[Photo-based referring expression data]
- - - -
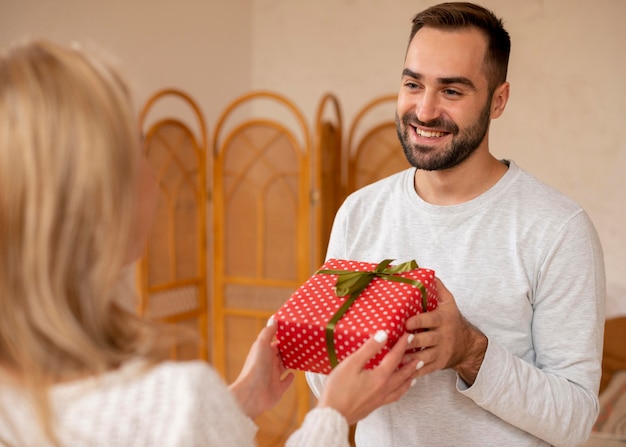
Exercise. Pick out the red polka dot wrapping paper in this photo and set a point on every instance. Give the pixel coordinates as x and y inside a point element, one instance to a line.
<point>383,304</point>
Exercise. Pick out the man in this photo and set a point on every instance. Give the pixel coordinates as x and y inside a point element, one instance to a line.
<point>512,354</point>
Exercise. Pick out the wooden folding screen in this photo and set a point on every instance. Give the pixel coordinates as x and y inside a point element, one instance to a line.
<point>329,180</point>
<point>262,236</point>
<point>172,272</point>
<point>374,150</point>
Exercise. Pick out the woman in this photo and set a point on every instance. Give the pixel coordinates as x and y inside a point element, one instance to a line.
- - - -
Activity:
Repeat, exactly and in full, every entry in the data, but not the pictures.

Your solution:
Exercise. Pick out the red polka dot wrapping paper in this photo and set a point on every instance. Give the pixel coordinates as x and y inside a point element, one instance to a line.
<point>383,304</point>
Exercise. Pick out the man in this photo and set a point on every instance. Give the pixel coordinates as x and y inside a point element, one instance to a line.
<point>512,354</point>
Exercise. Pick out the wooden folding screen in this photo and set a point on every instance. Give the pixel coordinates as x and y inside a point element, one instance to a line.
<point>329,180</point>
<point>262,236</point>
<point>172,272</point>
<point>374,150</point>
Exercise. Pick out the woman in this photo and set a point on every instance. Give the pixel coordinates as x and y inside a point element, one instance to a line.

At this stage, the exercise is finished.